*** Opening DATA TO USE ***

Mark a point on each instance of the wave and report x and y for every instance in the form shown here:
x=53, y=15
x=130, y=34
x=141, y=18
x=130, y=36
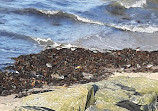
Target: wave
x=138, y=3
x=139, y=28
x=57, y=13
x=128, y=27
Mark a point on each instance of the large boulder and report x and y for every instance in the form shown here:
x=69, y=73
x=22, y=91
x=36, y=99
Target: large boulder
x=114, y=94
x=127, y=93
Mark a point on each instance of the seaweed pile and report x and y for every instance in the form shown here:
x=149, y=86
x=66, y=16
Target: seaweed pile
x=67, y=66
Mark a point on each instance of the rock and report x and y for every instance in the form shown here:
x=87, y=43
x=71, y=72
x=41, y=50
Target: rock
x=65, y=99
x=114, y=94
x=126, y=93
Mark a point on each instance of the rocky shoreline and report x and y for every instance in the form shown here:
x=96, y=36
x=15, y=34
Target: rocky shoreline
x=68, y=66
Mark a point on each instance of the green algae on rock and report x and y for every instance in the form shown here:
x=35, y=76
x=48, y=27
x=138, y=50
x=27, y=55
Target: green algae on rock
x=64, y=99
x=114, y=94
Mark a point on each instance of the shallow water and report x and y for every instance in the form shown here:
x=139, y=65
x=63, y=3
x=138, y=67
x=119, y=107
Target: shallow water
x=26, y=26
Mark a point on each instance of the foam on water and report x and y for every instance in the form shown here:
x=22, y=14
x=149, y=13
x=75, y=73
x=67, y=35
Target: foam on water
x=138, y=3
x=138, y=28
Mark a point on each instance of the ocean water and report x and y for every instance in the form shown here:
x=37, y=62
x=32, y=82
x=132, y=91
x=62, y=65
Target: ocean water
x=28, y=26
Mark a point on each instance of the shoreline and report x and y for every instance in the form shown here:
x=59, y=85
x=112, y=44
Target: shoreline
x=66, y=66
x=8, y=103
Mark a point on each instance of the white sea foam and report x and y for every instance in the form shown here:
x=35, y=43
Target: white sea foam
x=147, y=29
x=85, y=20
x=139, y=3
x=49, y=12
x=76, y=17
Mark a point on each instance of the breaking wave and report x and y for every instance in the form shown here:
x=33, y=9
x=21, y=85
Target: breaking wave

*** Closing DATA TO USE ***

## [WHAT YOU SHOULD DO]
Write out each line again, exactly as it appears above, except for any picture.

## [SOLUTION TO THE EXERCISE]
Mark a point on each instance of the wave and report x and y for every instance in the form shown here:
x=53, y=15
x=130, y=34
x=141, y=18
x=130, y=36
Target: wave
x=138, y=3
x=139, y=28
x=57, y=13
x=128, y=27
Mark a point on each instance of the large boulder and report x and y for every instance in the form shown here:
x=69, y=73
x=22, y=91
x=36, y=99
Target: large boulder
x=114, y=94
x=127, y=93
Mark a point on each instance of the seaweed pile and report x and y for every instance in the form shown here:
x=149, y=86
x=66, y=16
Target: seaweed pile
x=67, y=66
Mark a point on each instance of the rock and report x and y for every instance in the form shown here:
x=87, y=43
x=71, y=72
x=41, y=50
Target: rock
x=65, y=99
x=114, y=94
x=126, y=93
Mark a point on each instance of the rocky shoreline and report x and y for every instance in the form shown here:
x=96, y=36
x=15, y=34
Target: rocky shoreline
x=68, y=66
Mark a point on each instance of the green algae on rock and report x and y for every instance in the form shown here:
x=35, y=76
x=48, y=27
x=138, y=50
x=27, y=55
Target: green algae on rock
x=64, y=99
x=114, y=94
Mark a point on each instance of the shallow water and report x and y for every instance in the form shown here:
x=139, y=65
x=63, y=3
x=138, y=67
x=119, y=107
Target: shallow water
x=26, y=26
Mark a point on each instance of the foam on water and report x and y for every instance in the form shown here:
x=22, y=14
x=149, y=13
x=75, y=73
x=67, y=35
Target: foam on water
x=138, y=3
x=138, y=28
Mark a point on each instance of the ocean water and report x and y for every instance in the form shown here:
x=37, y=62
x=32, y=82
x=132, y=91
x=62, y=65
Target: ocean water
x=28, y=26
Mark a point on each instance of the shoreline and report x and y for every instance in the form shown here:
x=59, y=85
x=112, y=44
Target: shoreline
x=66, y=66
x=8, y=103
Mark a point on each instance of the white sea foam and report x and y for every instance in the form shown here:
x=35, y=43
Target: white sea foam
x=147, y=29
x=85, y=20
x=139, y=3
x=49, y=12
x=76, y=17
Mark a point on each instance of the breaking wave and report x and y for every instance in the form shown here:
x=33, y=9
x=21, y=85
Target: breaking wave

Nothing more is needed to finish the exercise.